* What this task involves *
Write out the stretch of the passage below on where value collects in the AI stack, from "The clearest single" through "is fully verified.".

* Document section *
···
The clearest single proof that baseline intelligence is commoditising is that it now runs on a phone. Microsoft’s Phi-3 technical report introduces phi-3-mini, a 3.8-billion-parameter model trained on 3.3 trillion tokens, “whose overall performance … rivals that of models such as Mixtral 8×7B and GPT-3.5 (e.g., phi-3-mini achieves 69% on MMLU and 8.38 on MT-bench), despite being small enough to be deployed on a phone.”4 Quantised to 4 bits it occupies roughly 1.8GB; the authors deployed it on an iPhone 14 with the A16 Bionic chip “running natively on-device and fully offline,” at more than 12 tokens per second.4 The “runs on a phone” claim, unlike the 10,000× claim, is fully verified.
This is reinforced by the underlying unit-economics trend. Stanford’s AI Index records ML hardware costs for a fixed performance level dropping 30% per year while energy efficiency improves 40% annually — the B100 is 33.8× more energy-efficient than the 2016 P100.3 When frontier-2022 capability fits in 1.8GB on commodity silicon and the silicon itself gets 30% cheaper a year, the pricing power of the model layer erodes from below as well as from competition.43
The application-layer thesis is the corpus’s center of gravity, but it is contested from two directions, and intellectual honesty requires holding both. The first dissent says value pools down, not up. Chamath argues computing eras are won by those controlling fulcrum assets — chokepoints where value concentrates — invoking the pattern of “Rockefeller had 90% of refining by 1880, Cisco had 85% of routing by 2000,” and locating today’s chokepoints in chip-manufacturing equipment, specialty materials, and energy rather than applications.16
The second dissent is sharper still: the model and inference layer itself captured the value in the current window. Clarice Qiu’s “The Year the Commodity Layer Ate the Stack” argues that under specific 2025–26 conditions — high-willingness-to-pay workloads (Claude Code reaching $2.5B ARR in nine months), persistent quality gaps favouring frontier models, and serving-stack innovation cutting cost-per-token faster than retail prices fell — the supposed commodity middle became “the operating-leverage layer,” like oil refining when demand outran capacity.19 Crucially, her conclusion does not rescue the thin middle: the most-exposed position is “applications with no proprietary data, workflow lock-in, distribution advantage, or control over failure modes,” squeezed by labs capturing margin from above and cheap inference from below.19
Reconciled honestly, the evidence supports a layered conclusion rather than a slogan. Value pools at the ends of the chain — scarce physical inputs at the bottom, owned data, workflow and interface at the top — consistent with the smiling curve.8 The model layer is genuinely contested: converging toward “good enough” for standard tasks,14 yet capable of capturing operating leverage where quality and willingness-to-pay stay high.19 What is consistent across every source — bull and bear — is that the thin, undifferentiated middle has no durable claim on the value, and that enterprise spend is, for now, splitting roughly evenly between applications and infrastructure as the deployment phase gets underway.5
Whether 2025–26 model-layer operating leverage19 is a durable structural shift or a temporary spread that closes as capacity catches up is unresolved in the corpus. Qiu herself flags that semiconductor process nodes create stickier constraints than the temporary refining spreads in her analogy. Resolving it would require margin and pricing data the saved sources do not contain.
···
* Study material *

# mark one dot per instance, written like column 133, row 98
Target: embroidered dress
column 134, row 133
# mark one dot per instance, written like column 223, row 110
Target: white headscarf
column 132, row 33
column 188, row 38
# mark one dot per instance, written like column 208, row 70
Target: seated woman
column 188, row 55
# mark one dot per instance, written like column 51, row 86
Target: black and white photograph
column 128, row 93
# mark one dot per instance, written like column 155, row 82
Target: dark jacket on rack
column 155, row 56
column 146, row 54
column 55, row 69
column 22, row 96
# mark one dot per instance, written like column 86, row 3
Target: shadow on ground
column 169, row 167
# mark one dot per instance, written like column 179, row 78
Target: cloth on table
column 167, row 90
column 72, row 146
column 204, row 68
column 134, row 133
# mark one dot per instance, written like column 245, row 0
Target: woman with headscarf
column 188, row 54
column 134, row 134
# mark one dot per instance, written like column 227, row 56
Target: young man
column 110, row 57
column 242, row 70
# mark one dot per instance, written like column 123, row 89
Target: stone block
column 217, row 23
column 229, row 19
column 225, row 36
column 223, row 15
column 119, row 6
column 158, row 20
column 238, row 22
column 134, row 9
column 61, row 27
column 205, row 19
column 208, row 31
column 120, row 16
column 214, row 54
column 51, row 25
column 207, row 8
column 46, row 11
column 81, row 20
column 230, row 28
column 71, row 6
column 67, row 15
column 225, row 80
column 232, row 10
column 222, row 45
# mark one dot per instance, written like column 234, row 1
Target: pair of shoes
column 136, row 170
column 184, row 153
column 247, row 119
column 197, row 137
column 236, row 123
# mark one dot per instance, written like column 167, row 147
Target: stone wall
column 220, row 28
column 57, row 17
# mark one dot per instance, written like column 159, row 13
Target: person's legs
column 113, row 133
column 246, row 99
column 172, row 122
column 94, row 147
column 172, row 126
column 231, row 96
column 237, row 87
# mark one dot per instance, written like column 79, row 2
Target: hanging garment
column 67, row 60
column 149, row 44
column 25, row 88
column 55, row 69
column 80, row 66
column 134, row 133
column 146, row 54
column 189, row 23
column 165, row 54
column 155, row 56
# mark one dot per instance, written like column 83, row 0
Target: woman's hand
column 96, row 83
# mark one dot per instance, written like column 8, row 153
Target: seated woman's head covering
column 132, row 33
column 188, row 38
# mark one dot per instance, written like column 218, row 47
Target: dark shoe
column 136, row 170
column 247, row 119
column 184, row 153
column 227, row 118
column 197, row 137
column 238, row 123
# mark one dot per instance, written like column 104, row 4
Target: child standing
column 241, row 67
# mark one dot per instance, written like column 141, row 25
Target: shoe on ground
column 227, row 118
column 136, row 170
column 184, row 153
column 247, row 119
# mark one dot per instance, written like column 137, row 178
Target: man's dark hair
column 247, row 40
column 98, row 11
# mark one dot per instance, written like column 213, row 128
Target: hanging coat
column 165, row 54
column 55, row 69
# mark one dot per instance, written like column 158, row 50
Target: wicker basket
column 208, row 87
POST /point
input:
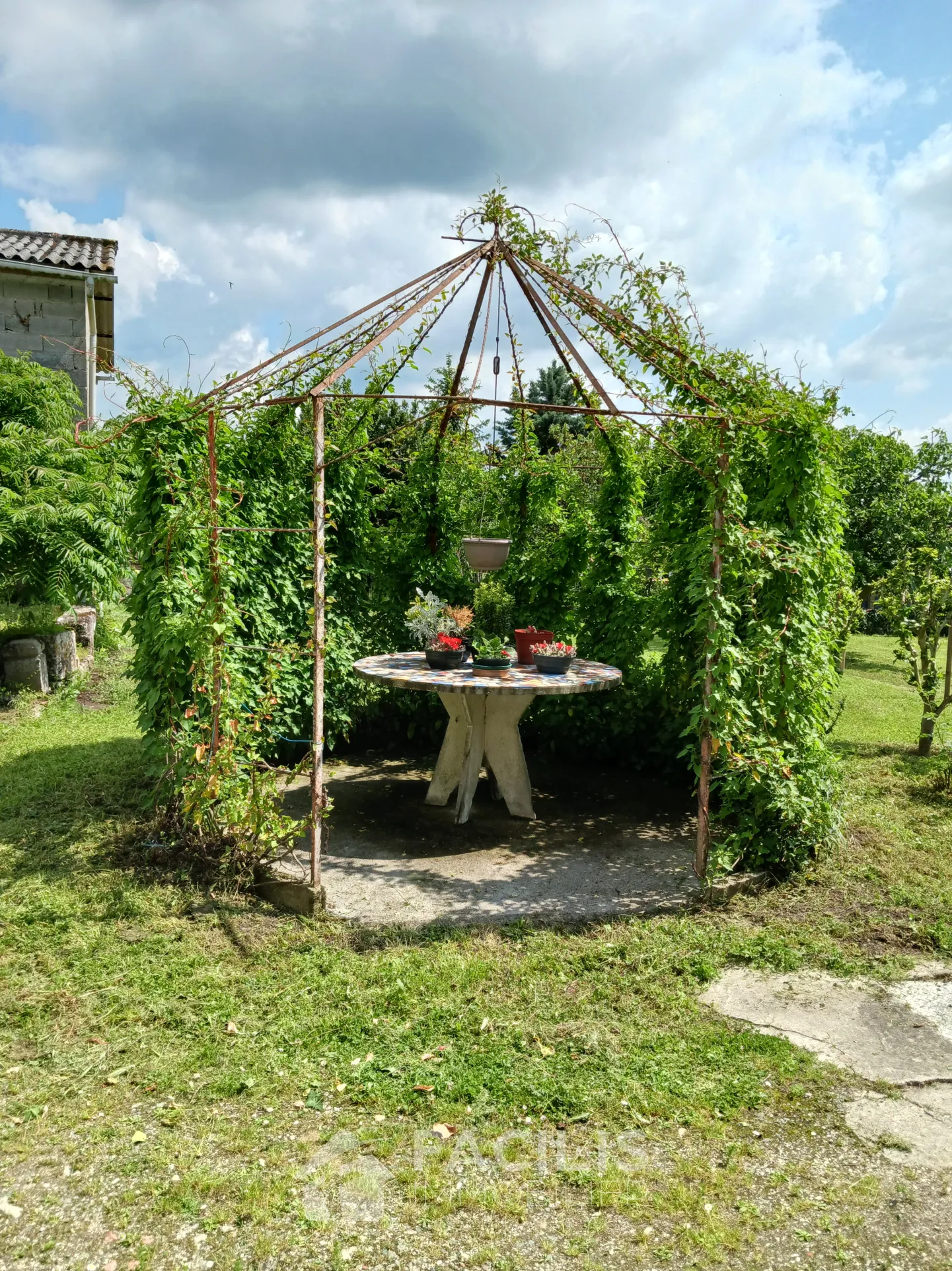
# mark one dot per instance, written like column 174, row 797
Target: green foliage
column 917, row 599
column 551, row 427
column 490, row 647
column 494, row 609
column 895, row 499
column 61, row 505
column 614, row 533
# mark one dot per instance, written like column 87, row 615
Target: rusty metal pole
column 317, row 773
column 703, row 844
column 214, row 565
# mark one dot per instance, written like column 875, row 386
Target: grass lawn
column 169, row 1058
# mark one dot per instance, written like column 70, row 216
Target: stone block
column 24, row 665
column 301, row 898
column 82, row 619
column 61, row 657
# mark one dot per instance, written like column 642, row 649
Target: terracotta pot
column 486, row 554
column 525, row 639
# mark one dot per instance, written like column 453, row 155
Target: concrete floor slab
column 913, row 1130
column 902, row 1034
column 601, row 846
column 856, row 1026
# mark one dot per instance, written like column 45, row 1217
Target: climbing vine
column 697, row 546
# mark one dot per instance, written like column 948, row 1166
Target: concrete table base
column 484, row 725
column 482, row 730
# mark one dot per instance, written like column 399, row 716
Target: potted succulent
column 439, row 628
column 491, row 659
column 525, row 638
column 553, row 659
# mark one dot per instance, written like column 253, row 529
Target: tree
column 917, row 598
column 553, row 384
column 61, row 505
column 897, row 499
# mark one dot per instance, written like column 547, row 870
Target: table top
column 411, row 671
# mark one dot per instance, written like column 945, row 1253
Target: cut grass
column 116, row 990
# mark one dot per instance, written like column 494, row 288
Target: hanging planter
column 486, row 554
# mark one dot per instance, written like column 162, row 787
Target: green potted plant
column 491, row 659
column 553, row 659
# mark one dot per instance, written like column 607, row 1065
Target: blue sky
column 268, row 166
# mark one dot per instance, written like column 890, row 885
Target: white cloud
column 303, row 158
column 914, row 340
column 52, row 170
column 143, row 262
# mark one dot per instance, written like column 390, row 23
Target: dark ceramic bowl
column 491, row 668
column 552, row 665
column 445, row 659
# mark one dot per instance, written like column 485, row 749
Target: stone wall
column 46, row 317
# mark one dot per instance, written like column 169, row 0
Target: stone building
column 56, row 304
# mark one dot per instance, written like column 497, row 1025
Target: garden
column 181, row 1059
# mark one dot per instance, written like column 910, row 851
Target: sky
column 268, row 166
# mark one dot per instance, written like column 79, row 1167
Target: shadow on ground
column 603, row 844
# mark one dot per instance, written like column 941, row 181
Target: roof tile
column 64, row 250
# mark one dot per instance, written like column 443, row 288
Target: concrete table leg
column 476, row 708
column 449, row 766
column 482, row 730
column 503, row 752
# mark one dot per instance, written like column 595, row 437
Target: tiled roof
column 64, row 250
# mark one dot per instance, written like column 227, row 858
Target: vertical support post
column 214, row 565
column 317, row 773
column 703, row 844
column 92, row 360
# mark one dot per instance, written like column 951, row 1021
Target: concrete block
column 298, row 896
column 722, row 890
column 59, row 327
column 61, row 657
column 24, row 665
column 64, row 309
column 20, row 342
column 82, row 620
column 26, row 286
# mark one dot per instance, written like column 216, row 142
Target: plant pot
column 486, row 554
column 444, row 659
column 491, row 668
column 552, row 665
column 525, row 639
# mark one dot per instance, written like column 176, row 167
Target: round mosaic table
column 484, row 727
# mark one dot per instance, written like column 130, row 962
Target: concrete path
column 900, row 1034
column 599, row 847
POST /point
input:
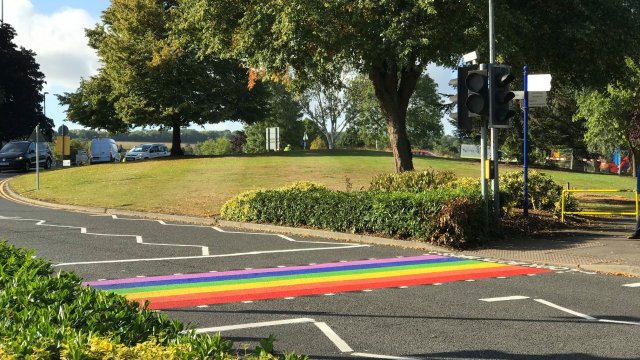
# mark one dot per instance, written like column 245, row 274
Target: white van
column 104, row 150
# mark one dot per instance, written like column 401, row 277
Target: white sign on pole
column 538, row 82
column 469, row 151
column 536, row 98
column 273, row 139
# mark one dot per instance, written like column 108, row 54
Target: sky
column 54, row 30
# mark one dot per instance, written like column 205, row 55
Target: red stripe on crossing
column 188, row 300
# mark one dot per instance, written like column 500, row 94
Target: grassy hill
column 199, row 186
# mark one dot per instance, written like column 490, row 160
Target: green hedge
column 411, row 181
column 53, row 316
column 400, row 214
column 543, row 193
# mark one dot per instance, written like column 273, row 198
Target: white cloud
column 58, row 40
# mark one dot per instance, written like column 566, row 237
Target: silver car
column 146, row 151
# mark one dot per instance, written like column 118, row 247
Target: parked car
column 146, row 151
column 104, row 150
column 21, row 155
column 82, row 158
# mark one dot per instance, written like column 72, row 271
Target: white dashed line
column 584, row 316
column 505, row 298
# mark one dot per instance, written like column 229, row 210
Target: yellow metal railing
column 626, row 213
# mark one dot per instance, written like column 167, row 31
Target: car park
column 21, row 155
column 104, row 150
column 146, row 151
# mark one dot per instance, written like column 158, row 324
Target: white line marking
column 271, row 234
column 254, row 325
column 207, row 256
column 505, row 298
column 620, row 322
column 83, row 230
column 322, row 326
column 584, row 316
column 377, row 356
column 335, row 339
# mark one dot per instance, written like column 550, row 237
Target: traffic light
column 501, row 95
column 478, row 87
column 462, row 113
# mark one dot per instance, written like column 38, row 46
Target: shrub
column 52, row 316
column 317, row 144
column 398, row 214
column 219, row 146
column 543, row 193
column 411, row 181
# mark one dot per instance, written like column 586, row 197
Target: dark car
column 21, row 155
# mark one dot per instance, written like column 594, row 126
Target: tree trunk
column 634, row 161
column 176, row 149
column 393, row 95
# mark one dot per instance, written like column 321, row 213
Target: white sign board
column 470, row 151
column 539, row 82
column 273, row 139
column 536, row 98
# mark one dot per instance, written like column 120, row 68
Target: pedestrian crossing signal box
column 489, row 170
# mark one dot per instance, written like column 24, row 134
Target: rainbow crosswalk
column 175, row 291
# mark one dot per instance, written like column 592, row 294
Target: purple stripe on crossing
column 257, row 271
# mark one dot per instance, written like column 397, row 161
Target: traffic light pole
column 494, row 131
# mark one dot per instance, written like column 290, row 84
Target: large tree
column 308, row 41
column 155, row 81
column 20, row 90
column 612, row 115
column 424, row 113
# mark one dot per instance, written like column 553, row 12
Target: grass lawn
column 200, row 186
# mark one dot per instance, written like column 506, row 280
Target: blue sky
column 54, row 30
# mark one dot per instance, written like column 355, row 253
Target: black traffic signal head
column 462, row 113
column 501, row 95
column 478, row 98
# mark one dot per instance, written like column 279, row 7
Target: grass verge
column 200, row 186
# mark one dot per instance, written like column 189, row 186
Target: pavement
column 602, row 247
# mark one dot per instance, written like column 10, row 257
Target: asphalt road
column 551, row 315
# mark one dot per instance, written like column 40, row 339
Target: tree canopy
column 308, row 41
column 20, row 90
column 150, row 79
column 611, row 115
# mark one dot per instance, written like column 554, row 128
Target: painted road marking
column 254, row 325
column 564, row 309
column 335, row 339
column 584, row 316
column 208, row 256
column 83, row 230
column 378, row 356
column 204, row 249
column 505, row 298
column 178, row 291
column 324, row 328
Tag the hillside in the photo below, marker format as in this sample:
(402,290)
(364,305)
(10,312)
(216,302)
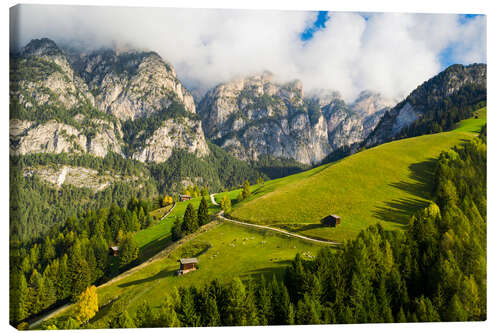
···
* Expected output *
The clearest single proof that baseline intelligence is commoditising is that it now runs on a phone. Microsoft’s Phi-3 technical report introduces phi-3-mini, a 3.8-billion-parameter model trained on 3.3 trillion tokens, “whose overall performance … rivals that of models such as Mixtral 8×7B and GPT-3.5 (e.g., phi-3-mini achieves 69% on MMLU and 8.38 on MT-bench), despite being small enough to be deployed on a phone.”4 Quantised to 4 bits it occupies roughly 1.8GB; the authors deployed it on an iPhone 14 with the A16 Bionic chip “running natively on-device and fully offline,” at more than 12 tokens per second.4 The “runs on a phone” claim, unlike the 10,000× claim, is fully verified.